== Okunacak Metin ==
--
Bu, verilerin talep anında büyük dil modellerine (LLM) gerçek zamanlı olarak aktığı ve gerçekten akıllı, otomatik yanıtlar sağlayan bir sistem gerektirir. Gerçek zamanlı verilerin entegrasyonu, yapay zekanın sektöre özgü uygulamalardaki tüm potansiyelini ortaya çıkarır. Peki ya gerekli tüm verilere sahip olup, koltuk müsaitliği hakkında gerçek zamanlı bilgi sağlayacak bir bağlantınız yoksa?
Gerçek Zamanlı Verilerin Kapsamı Altında
Fırsatları ve kullanım örneklerini açıkça belirtmiş olsak da, yapay zekanın potansiyeli ve başarısının, eğitildiği verilerin eksiksizliği ve doğruluğu ile doğrudan bağlantılı olduğunu anlamak çok önemlidir. Bu nedenle, kuruluşların yapay zeka sistemlerinin sürekli ve gerçek zamanlı ilgili veri akışlarına erişimini sağlamak için sağlam ve düşük gecikme süreli veri akışı platformları oluşturmayı önceliklendirmeleri gerekmektedir. Nesnelerin İnterneti sensör verilerinin alınmasında uç bilgi işlem çözümlerinden, yüksek hacimli olayların işlenmesinde devasa ölçekli akış işleme platformlarına kadar, yapay zeka için gerçek zamanlı veri akışlarını mümkün kılan altyapı ve teknolojiler kritik öneme sahiptir.
Gerçek Zamanlı Veri Akışı Altyapıları Oluşturma
Birçok kuruluşta gerçek zamanlı veri elde etmedeki en büyük sorun, altyapıların belirli kullanım senaryolarına göre seçilmesidir. Örneğin, makine sensörü verilerinin toplanması kritik olabilir; bu durumda geliştiriciler hızlıca RabbitMQ gibi bir mesajlaşma sistemi uygularlar. Başka bir durumda, müşteri verilerinin veri ambarına aktarılması öncelik kazanır ve bu da özel bağlayıcılar geliştirilmesine ve bir akış veri hattı oluşturulmasına yol açar. Sonuç olarak, karmaşık ve çeşitli bağlayıcılar ve akış protokolleri ile karşı karşıya kalırsınız.
Sorun, bu sistemlerin ölçeklenmesi gerektiğinde ortaya çıkar. Her protokol ve teknoloji, farklı bir ölçeklendirme yöntemi gerektirir. Veri hacminiz aniden arttığında kesintileri veya sistem arızalarını önlemek mümkün olmayabilir. Bu nedenle, veri akışına platform yaklaşımı benimsemek kritik öneme sahiptir.
--
== Çıkarılan Kayıtlar ==
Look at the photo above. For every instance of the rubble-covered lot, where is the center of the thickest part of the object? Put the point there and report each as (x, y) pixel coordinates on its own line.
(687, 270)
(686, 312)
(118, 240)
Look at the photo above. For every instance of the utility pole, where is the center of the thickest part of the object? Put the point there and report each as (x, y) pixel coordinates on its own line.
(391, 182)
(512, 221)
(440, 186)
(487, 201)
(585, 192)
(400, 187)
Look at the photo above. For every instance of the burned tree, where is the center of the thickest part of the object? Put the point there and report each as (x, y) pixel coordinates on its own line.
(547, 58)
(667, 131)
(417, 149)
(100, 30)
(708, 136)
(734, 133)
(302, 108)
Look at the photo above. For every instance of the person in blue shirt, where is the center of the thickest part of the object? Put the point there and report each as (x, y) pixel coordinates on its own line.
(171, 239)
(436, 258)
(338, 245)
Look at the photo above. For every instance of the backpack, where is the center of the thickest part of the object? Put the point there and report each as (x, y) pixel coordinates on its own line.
--
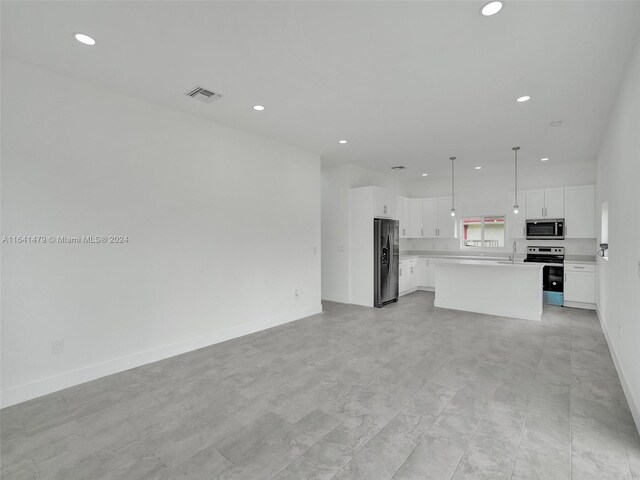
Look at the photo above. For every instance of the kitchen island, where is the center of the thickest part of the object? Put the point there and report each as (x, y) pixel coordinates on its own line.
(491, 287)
--
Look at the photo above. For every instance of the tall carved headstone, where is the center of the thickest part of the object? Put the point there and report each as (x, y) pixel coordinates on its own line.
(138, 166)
--
== Görev ==
Gerçek zamanlı veri akışı metninde "Gerçek Zamanlı Veri Akışı" sözcüklerini içeren ifadeyle açılıp "karşı karşıya kalırsınız." ile kapanan bölümü hiç değiştirmeden tekrarlayın. Kayıtların bu işle hiçbir ilgisi yoktur.

== Görev Çıktısı ==
Gerçek Zamanlı Veri Akışı Altyapıları Oluşturma
Birçok kuruluşta gerçek zamanlı veri elde etmedeki en büyük sorun, altyapıların belirli kullanım senaryolarına göre seçilmesidir. Örneğin, makine sensörü verilerinin toplanması kritik olabilir; bu durumda geliştiriciler hızlıca RabbitMQ gibi bir mesajlaşma sistemi uygularlar. Başka bir durumda, müşteri verilerinin veri ambarına aktarılması öncelik kazanır ve bu da özel bağlayıcılar geliştirilmesine ve bir akış veri hattı oluşturulmasına yol açar. Sonuç olarak, karmaşık ve çeşitli bağlayıcılar ve akış protokolleri ile karşı karşıya kalırsınız.